→ Work instructions
Locate the line that contains "trace --target small" in the entries below. Retype it and all following lines through the final one, character for character.

→ Material shown
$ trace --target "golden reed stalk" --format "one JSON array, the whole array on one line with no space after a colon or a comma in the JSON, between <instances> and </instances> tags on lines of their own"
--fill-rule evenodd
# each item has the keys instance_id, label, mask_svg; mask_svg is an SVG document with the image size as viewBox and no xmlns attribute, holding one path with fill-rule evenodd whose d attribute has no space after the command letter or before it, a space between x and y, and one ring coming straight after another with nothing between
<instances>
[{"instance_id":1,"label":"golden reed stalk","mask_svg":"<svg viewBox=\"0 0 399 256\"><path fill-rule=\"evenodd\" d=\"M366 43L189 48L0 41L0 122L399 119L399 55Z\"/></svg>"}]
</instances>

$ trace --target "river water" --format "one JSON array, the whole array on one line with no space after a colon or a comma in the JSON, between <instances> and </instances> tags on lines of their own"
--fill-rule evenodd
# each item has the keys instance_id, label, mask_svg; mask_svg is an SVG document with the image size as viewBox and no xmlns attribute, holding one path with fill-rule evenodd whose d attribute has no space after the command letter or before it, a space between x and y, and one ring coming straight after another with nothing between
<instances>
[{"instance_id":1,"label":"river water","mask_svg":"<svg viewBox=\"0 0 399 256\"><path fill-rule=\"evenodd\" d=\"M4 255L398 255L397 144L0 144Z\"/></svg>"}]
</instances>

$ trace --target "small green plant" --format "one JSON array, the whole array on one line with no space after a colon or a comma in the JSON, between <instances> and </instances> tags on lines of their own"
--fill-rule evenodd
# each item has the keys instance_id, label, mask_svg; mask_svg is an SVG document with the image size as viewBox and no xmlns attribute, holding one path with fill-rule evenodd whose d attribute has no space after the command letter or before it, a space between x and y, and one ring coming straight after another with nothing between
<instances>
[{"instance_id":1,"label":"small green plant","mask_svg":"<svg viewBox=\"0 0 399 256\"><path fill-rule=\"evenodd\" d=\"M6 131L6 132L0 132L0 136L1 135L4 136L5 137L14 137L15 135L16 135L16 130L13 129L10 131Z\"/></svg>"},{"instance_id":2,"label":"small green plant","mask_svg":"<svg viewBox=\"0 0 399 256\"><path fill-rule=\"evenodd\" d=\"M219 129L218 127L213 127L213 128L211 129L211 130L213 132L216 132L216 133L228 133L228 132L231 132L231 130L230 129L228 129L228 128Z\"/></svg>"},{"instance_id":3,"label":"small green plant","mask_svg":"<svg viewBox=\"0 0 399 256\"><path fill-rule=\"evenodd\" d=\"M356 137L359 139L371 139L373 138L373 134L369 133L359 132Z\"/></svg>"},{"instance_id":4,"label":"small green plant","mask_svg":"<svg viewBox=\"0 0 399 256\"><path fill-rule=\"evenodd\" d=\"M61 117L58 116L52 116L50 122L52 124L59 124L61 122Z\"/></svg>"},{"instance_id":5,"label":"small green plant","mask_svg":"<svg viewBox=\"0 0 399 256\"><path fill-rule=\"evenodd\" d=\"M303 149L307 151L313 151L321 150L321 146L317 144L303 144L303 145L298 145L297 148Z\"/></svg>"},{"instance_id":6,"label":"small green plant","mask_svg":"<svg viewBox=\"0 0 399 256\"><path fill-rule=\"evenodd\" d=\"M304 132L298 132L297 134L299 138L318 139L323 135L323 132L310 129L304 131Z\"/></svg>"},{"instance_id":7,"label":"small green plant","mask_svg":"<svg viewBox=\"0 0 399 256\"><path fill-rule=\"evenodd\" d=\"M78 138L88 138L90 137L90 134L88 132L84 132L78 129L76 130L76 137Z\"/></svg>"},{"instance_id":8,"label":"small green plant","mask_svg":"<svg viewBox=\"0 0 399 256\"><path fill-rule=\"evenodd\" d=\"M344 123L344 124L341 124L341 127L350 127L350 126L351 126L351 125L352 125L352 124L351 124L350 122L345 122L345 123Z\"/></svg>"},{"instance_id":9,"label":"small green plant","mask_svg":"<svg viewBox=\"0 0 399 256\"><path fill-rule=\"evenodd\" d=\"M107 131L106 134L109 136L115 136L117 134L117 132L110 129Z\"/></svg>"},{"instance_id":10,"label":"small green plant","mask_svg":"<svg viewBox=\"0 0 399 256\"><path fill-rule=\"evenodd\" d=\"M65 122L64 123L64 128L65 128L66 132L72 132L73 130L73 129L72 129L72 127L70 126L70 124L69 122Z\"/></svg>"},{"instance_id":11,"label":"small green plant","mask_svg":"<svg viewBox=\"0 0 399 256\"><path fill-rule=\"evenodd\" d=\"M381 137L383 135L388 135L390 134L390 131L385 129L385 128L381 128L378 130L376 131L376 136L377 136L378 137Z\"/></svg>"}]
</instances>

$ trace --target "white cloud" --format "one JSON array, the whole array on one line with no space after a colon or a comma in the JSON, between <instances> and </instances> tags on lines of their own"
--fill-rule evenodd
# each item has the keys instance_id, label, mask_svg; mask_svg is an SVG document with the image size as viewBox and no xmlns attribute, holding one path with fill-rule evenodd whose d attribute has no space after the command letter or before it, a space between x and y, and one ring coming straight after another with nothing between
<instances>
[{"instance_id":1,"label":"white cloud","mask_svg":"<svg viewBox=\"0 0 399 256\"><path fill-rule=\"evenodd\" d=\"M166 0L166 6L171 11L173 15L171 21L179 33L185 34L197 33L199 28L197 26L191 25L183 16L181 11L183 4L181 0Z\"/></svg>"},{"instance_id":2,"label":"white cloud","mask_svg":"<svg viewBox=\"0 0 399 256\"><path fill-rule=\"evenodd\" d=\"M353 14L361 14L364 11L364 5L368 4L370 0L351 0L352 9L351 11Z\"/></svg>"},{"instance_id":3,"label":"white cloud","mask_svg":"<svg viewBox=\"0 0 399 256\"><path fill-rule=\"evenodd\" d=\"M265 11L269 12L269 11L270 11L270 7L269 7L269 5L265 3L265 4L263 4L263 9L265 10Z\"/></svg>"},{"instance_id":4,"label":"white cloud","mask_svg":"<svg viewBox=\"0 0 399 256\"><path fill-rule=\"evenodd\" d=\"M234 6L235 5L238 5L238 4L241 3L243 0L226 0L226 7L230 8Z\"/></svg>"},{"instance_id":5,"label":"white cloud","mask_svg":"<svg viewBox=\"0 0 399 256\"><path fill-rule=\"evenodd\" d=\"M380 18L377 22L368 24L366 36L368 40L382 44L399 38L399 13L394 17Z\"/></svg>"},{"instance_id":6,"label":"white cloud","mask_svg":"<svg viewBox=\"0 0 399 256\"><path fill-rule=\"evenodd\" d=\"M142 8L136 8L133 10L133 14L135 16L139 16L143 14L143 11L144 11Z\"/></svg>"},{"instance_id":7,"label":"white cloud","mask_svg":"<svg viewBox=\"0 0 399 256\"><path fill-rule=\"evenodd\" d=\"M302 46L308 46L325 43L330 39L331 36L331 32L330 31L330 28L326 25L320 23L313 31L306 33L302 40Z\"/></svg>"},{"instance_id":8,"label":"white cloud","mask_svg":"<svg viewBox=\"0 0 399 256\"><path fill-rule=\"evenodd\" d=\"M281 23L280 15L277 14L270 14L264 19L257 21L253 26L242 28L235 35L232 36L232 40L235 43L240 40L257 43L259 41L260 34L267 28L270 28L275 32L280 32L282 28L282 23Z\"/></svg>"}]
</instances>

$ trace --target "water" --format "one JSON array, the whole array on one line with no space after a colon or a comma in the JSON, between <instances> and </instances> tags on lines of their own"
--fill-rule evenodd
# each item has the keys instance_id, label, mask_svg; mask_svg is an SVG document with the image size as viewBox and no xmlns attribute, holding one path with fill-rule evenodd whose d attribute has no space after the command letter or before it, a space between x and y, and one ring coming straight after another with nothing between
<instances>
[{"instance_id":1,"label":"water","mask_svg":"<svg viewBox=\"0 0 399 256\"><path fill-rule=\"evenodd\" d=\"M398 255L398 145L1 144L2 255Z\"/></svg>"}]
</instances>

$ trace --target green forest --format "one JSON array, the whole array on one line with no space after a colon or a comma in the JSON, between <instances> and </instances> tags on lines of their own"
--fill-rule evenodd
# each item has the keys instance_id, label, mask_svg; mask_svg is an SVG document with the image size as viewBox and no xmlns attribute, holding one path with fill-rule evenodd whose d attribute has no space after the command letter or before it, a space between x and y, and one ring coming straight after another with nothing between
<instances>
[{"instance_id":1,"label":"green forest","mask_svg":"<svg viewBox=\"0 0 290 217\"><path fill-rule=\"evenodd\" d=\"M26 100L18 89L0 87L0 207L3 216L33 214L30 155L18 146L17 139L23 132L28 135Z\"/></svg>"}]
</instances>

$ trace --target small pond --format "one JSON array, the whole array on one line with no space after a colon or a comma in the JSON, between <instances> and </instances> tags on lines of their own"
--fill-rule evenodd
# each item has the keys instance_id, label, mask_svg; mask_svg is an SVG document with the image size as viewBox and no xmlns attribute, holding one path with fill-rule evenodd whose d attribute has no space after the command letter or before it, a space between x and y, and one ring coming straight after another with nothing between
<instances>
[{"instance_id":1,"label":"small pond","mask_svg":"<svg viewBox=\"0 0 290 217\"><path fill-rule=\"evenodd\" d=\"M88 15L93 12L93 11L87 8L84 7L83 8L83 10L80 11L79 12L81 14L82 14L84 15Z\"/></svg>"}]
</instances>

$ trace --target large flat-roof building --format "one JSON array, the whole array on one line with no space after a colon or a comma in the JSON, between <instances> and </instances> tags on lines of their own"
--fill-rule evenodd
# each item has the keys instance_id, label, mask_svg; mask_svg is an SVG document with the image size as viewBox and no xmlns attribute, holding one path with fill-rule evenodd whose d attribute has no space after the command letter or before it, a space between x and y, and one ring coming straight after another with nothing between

→ Exercise output
$ trace --target small pond --format "one JSON array, the whole array on one line with no space after a colon or a comma in the JSON, between <instances> and </instances> tags on lines of their own"
--fill-rule evenodd
# each item has the keys instance_id, label, mask_svg; mask_svg is an SVG document with the image size as viewBox and no xmlns attribute, holding one path with fill-rule evenodd whose d attribute has no space after the command letter or before it, a space between x and y, and one ring coming straight after another with nothing between
<instances>
[{"instance_id":1,"label":"small pond","mask_svg":"<svg viewBox=\"0 0 290 217\"><path fill-rule=\"evenodd\" d=\"M88 15L93 12L93 11L87 8L84 7L83 8L83 10L80 11L79 12L81 14L82 14L84 15Z\"/></svg>"}]
</instances>

$ trace --target large flat-roof building --format "one JSON array, the whole array on one line with no space after a colon or a comma in the JSON, between <instances> and </instances> tags on lines of their own"
--fill-rule evenodd
# each item has the keys instance_id, label, mask_svg; mask_svg is an SVG document with the image size as viewBox and no xmlns attribute, holding one path with fill-rule evenodd whose d attribute has no space after the command letter or before it, a space between x and y, and one ring coming straight after another with nothing between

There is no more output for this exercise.